Source:
■ ■ ■

Outside of my coding job and family life, I've been obsessed with the McLulan construct of Media Ecology. Scroll down to the Tribal_Age/Literary_Age/Print_Age/Digital_Age, which is what I'm specifically interested in. In today's pop academic rhetoric "alienation" (the tribal era had none, and each other media era increases it) is seen as a negative and something to undo, such as through renewed emphasis on local, physically connected, committed community. I see "alienation" via media technology as fundamentally positive and empowering, without exception.

Alienation is often the negative umbrella term used to encapsulate positive capacities:

  1. The Scientist As Rebel phenomenon, in which a bright individual can break from any epistemological and ethical boundaries his local (family, friends, class, neighborhood, etc) society adheres to, and choose to accept the feedback provided by math, literacy and success/fail status of tests in the material world, valuing these more than the emotional expressions of his local human clan.

  2. Defection, the anti-thesis of Localized Solidarity. In the Tribal Age [see below] defection is easily detected due to all activities being seen by others in the tribe. There are no levers to pull in private of any great power or consequence. Whereas, for instance, in a voting democracy one can break from any solidarity and vote for the opponent, thus empowering a political trend one's local tribe or class may be against.

■ ■ ■

Stored entries:
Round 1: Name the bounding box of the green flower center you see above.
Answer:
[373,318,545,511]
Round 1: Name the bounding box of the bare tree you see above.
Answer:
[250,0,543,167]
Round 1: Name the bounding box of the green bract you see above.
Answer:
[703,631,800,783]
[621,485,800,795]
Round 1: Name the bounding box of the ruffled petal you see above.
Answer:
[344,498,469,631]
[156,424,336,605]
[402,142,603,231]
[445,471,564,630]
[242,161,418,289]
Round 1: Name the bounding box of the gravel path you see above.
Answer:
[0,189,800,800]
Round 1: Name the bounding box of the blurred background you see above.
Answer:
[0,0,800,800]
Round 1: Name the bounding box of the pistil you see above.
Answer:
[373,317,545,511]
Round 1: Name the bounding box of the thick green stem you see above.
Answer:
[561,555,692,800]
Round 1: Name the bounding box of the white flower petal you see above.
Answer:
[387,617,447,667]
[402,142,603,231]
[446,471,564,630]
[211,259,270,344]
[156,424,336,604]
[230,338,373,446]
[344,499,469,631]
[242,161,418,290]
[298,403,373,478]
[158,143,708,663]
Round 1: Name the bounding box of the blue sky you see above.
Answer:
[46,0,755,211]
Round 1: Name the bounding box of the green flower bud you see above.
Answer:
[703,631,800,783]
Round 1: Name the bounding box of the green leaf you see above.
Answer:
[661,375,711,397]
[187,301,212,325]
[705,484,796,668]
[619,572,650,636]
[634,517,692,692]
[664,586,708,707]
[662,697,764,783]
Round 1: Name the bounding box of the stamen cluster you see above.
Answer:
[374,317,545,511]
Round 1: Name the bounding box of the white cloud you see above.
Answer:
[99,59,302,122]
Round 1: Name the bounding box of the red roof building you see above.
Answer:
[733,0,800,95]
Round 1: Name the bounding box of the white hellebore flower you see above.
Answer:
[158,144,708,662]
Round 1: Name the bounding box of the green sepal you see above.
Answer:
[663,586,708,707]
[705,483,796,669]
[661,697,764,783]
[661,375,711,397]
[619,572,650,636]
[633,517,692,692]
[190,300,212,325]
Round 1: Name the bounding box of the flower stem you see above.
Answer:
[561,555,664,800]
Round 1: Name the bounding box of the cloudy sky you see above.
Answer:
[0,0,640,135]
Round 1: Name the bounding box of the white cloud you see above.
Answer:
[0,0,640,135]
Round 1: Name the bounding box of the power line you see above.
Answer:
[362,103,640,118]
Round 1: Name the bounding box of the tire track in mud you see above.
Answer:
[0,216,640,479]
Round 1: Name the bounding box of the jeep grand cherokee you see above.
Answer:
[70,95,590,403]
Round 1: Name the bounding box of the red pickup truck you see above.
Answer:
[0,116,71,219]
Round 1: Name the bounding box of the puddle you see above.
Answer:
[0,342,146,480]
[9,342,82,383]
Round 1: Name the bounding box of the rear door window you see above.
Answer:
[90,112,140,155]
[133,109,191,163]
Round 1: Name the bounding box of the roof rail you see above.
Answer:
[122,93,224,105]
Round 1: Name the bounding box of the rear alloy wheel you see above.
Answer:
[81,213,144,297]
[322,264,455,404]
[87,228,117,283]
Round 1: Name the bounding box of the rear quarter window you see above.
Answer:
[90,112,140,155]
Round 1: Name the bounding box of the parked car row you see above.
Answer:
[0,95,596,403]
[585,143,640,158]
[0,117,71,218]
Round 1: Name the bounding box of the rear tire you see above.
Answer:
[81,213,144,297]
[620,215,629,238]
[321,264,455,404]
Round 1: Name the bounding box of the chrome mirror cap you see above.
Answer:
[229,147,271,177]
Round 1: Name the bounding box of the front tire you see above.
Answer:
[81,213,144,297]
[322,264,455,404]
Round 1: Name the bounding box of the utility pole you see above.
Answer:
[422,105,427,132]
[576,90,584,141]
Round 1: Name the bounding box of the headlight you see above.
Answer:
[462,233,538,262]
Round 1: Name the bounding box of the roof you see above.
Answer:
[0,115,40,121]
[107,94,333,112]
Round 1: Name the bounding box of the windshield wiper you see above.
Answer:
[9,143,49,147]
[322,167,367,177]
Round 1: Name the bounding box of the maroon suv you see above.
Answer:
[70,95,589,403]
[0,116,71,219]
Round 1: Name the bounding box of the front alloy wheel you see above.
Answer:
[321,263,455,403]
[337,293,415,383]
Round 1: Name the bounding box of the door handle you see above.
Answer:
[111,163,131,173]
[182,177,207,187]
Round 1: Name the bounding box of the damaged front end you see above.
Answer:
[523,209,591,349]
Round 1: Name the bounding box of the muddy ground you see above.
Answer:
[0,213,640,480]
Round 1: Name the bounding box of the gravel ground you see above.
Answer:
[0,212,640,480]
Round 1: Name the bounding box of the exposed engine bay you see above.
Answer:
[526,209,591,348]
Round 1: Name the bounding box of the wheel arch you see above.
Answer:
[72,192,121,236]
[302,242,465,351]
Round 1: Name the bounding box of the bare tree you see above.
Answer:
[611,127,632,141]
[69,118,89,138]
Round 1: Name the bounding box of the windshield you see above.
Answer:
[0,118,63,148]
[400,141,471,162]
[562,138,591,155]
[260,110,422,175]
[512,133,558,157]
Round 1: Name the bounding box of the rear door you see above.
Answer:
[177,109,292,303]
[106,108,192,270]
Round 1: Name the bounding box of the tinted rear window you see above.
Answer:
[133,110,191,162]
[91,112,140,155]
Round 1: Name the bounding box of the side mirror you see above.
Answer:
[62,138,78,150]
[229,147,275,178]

■ ■ ■

Retype the passage on alienation from "Alienation is often" up to and including "local human clan.".

Alienation is often the negative umbrella term used to encapsulate positive capacities:

  1. The Scientist As Rebel phenomenon, in which a bright individual can break from any epistemological and ethical boundaries his local (family, friends, class, neighborhood, etc) society adheres to, and choose to accept the feedback provided by math, literacy and success/fail status of tests in the material world, valuing these more than the emotional expressions of his local human clan.